§ PROBLEM DESCRIPTION
Pull out each line of the records below that contains the word "appear", and copy every such line in full.

Records from a collection:
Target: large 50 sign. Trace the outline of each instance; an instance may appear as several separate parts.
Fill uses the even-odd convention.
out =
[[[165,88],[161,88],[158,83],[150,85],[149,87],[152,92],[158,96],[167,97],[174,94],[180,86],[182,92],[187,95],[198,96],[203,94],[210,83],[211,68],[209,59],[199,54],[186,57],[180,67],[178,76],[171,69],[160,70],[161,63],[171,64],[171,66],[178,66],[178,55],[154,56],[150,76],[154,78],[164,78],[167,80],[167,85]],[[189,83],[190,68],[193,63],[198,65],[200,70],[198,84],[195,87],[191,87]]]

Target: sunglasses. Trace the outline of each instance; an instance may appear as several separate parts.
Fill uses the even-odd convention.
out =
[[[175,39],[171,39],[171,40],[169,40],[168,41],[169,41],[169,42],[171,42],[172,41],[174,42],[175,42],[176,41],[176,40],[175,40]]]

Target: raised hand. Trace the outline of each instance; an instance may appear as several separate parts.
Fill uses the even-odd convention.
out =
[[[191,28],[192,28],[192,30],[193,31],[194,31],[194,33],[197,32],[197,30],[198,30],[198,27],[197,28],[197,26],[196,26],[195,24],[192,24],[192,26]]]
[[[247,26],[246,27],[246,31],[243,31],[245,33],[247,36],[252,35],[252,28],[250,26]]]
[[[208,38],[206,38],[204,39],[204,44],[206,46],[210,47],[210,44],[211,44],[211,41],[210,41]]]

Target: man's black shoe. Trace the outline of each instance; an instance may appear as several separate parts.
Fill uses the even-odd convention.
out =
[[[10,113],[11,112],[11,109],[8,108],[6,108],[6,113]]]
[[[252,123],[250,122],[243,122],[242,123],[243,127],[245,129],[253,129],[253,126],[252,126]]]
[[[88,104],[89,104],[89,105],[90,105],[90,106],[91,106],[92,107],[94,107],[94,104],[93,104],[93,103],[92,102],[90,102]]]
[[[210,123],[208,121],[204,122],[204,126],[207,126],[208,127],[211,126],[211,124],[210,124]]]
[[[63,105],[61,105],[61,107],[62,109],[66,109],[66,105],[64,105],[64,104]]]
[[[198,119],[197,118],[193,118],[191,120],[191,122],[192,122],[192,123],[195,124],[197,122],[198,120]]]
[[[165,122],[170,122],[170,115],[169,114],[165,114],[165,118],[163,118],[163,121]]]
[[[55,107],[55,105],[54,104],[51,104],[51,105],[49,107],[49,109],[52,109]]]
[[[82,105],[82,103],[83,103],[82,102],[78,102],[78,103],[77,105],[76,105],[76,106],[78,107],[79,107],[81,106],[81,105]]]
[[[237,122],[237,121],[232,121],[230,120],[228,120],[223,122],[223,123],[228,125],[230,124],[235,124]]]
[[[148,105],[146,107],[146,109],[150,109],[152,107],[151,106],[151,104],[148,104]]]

§ THE RESPONSE
Target: large 50 sign. Trace the outline of each instance; an instance may appear as several separate parts.
Target: sunglasses. Trace the outline of each instance; an instance may appear as several separate parts.
Target: raised hand. Trace the outline of each instance; an instance may appear as several separate parts.
Target: man's black shoe. Trace the outline of each instance; an instance may appear as several separate parts.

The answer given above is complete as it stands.